EXERCISE DETAILS: Return exactly the lines that run from the one containing "If you would be willing to tag the column" to the end of the entries, with both ends included.

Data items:
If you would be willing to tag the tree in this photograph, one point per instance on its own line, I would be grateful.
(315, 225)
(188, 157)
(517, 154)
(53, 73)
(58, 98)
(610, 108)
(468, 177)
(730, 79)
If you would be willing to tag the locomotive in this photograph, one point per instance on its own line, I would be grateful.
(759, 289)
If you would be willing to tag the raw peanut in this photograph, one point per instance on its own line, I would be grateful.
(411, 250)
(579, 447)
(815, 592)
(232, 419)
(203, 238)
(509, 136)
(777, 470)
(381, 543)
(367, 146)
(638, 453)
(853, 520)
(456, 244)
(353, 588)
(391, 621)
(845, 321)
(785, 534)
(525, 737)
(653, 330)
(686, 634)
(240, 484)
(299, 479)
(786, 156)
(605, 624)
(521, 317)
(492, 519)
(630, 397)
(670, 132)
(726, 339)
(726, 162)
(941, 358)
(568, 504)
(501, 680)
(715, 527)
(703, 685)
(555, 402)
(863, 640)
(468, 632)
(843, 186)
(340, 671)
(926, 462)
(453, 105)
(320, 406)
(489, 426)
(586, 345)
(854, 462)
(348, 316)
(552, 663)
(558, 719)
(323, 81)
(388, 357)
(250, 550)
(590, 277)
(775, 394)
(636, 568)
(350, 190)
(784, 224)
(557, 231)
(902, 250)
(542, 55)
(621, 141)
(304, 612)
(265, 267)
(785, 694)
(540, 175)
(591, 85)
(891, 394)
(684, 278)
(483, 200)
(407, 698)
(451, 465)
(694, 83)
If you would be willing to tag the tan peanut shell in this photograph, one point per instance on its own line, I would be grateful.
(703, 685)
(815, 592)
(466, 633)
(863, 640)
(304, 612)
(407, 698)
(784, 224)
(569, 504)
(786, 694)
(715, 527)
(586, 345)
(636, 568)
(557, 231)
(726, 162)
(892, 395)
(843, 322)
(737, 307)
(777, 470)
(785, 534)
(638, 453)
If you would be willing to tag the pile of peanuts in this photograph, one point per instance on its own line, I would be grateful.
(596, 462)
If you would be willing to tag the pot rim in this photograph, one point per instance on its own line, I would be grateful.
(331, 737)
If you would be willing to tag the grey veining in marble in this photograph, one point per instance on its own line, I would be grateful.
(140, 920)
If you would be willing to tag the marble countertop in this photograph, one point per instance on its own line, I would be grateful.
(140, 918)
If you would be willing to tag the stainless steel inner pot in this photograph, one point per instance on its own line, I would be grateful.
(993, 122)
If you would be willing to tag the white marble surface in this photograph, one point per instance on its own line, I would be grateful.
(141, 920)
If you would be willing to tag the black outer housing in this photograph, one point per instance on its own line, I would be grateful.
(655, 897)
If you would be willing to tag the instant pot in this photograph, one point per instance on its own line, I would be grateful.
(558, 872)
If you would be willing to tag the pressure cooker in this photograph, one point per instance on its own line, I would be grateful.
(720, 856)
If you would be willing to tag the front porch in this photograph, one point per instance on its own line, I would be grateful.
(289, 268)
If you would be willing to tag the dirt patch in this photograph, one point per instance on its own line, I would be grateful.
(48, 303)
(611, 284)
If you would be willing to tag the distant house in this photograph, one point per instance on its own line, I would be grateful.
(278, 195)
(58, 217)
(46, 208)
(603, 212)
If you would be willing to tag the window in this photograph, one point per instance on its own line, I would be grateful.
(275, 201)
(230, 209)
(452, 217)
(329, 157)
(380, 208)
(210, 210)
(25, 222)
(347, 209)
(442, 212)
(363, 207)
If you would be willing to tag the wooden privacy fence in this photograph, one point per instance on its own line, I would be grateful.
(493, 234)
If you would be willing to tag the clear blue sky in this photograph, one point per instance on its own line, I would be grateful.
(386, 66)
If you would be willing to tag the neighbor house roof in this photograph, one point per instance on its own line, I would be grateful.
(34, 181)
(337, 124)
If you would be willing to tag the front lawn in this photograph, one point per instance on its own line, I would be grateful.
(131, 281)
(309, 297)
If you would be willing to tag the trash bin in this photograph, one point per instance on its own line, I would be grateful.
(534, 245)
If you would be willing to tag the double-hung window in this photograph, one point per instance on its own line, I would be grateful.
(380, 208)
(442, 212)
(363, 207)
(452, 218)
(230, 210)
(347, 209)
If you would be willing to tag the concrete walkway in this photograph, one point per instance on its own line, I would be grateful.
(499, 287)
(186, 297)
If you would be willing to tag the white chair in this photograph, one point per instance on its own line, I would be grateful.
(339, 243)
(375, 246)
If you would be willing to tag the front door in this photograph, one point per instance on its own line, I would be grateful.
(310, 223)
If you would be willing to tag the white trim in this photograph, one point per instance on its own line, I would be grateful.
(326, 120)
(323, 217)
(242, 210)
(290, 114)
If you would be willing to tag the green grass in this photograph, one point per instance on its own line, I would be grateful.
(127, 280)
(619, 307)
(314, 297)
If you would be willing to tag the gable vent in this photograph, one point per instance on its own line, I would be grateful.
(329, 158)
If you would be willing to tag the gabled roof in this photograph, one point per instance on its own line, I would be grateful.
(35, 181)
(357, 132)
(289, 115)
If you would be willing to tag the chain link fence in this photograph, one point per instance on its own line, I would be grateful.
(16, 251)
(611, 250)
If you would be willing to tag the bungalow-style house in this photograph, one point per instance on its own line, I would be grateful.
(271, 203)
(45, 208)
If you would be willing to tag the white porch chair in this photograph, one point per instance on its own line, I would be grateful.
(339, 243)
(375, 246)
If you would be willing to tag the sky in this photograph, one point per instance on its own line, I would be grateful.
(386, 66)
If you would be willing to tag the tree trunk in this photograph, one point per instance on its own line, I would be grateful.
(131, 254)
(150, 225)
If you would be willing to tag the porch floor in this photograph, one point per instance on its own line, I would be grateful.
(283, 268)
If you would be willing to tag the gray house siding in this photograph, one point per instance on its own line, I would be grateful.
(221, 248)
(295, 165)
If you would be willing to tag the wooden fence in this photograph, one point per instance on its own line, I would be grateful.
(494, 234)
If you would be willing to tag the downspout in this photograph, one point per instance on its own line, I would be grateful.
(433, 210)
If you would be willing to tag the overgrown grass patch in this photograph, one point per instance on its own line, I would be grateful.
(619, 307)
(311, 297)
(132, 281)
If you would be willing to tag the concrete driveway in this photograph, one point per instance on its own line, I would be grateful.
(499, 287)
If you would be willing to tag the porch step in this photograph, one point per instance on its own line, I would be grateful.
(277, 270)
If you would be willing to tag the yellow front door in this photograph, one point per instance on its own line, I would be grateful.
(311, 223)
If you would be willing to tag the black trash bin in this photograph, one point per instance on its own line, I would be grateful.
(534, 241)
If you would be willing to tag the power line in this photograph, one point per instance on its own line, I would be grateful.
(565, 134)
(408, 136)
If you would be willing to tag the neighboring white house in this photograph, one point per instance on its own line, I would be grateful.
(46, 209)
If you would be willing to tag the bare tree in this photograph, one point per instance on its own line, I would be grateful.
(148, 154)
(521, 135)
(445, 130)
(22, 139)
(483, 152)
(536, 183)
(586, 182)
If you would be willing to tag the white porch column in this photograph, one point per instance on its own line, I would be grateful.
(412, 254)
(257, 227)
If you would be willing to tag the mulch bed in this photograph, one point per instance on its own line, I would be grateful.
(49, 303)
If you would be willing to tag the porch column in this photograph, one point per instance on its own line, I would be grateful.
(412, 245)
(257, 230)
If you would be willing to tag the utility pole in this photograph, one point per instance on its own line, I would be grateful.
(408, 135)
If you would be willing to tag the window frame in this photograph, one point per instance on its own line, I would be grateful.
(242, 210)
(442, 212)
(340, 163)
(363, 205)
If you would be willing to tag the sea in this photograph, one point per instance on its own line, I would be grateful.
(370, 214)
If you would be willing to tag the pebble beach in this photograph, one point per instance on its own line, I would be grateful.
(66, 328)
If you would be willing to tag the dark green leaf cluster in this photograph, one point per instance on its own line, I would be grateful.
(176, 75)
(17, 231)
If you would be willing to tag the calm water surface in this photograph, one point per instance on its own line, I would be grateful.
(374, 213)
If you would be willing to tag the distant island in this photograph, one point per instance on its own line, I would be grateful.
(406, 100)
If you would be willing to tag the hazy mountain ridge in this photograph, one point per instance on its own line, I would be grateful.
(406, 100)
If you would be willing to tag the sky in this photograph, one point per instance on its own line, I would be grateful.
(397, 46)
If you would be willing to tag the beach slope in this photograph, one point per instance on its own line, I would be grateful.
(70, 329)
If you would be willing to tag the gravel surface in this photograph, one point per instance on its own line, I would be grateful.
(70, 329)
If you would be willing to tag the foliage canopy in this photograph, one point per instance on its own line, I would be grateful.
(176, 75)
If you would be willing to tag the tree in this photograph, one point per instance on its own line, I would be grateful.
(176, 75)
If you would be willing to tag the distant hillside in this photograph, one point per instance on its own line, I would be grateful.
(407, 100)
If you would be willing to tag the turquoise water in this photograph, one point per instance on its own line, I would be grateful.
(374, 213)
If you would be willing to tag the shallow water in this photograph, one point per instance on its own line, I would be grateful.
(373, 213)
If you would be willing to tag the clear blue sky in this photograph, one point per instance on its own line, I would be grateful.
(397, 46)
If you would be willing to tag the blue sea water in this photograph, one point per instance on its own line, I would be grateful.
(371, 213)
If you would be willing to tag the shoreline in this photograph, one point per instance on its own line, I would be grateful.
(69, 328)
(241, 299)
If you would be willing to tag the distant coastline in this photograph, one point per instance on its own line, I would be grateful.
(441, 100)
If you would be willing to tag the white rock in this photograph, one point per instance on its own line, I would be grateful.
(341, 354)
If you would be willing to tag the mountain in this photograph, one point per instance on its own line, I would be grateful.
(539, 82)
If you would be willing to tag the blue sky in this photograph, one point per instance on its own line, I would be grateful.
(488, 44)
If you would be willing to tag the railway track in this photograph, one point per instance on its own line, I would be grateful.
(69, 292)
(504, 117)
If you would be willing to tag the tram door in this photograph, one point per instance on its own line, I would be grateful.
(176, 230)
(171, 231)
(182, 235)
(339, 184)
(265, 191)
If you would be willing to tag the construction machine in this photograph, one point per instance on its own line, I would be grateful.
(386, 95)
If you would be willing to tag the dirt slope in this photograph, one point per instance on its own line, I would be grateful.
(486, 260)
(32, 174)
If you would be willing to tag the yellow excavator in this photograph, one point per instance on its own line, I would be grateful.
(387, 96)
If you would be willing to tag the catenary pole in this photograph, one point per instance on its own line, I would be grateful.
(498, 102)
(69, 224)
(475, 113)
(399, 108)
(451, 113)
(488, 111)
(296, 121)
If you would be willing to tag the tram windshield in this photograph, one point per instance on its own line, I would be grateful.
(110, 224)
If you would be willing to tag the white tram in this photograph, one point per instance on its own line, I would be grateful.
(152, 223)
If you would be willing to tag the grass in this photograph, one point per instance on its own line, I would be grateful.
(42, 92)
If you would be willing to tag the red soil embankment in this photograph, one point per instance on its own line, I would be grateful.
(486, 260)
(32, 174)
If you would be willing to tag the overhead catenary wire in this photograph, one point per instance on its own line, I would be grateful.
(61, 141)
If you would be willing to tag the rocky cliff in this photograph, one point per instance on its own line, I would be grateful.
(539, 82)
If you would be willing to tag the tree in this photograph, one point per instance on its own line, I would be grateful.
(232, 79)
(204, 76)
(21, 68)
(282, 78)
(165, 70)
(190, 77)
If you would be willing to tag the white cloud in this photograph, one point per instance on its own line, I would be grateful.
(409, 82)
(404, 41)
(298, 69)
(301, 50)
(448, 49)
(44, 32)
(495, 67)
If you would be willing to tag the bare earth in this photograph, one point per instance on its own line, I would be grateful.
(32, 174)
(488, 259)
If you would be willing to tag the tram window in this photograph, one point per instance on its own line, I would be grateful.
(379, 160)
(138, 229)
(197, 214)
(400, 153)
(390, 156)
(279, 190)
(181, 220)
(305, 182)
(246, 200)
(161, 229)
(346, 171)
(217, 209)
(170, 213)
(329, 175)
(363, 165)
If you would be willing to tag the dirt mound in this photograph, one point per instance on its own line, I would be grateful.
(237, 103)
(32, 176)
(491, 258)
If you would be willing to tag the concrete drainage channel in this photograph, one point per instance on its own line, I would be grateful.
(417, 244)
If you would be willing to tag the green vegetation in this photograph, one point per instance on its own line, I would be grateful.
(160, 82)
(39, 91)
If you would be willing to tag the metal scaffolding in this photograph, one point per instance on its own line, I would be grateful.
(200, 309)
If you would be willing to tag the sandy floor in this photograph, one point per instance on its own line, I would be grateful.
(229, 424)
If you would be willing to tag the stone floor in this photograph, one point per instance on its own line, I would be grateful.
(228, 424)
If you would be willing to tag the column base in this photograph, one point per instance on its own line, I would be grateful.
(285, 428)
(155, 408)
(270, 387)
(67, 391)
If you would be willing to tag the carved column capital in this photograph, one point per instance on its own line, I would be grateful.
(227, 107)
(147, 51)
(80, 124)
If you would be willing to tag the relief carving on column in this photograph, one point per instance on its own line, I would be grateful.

ANSWER SPACE:
If you would be willing to tag the column base in this photograph, one point per instance on its own line, I would be grateful.
(285, 428)
(155, 408)
(270, 387)
(67, 391)
If you would be willing to tag the carved column capital in this photograph, one point per instance on its own line, I would be grateful.
(227, 107)
(147, 51)
(80, 124)
If you would be willing to tag the relief carving on column in this photograph, one point per instance on its own line, I would be grateful.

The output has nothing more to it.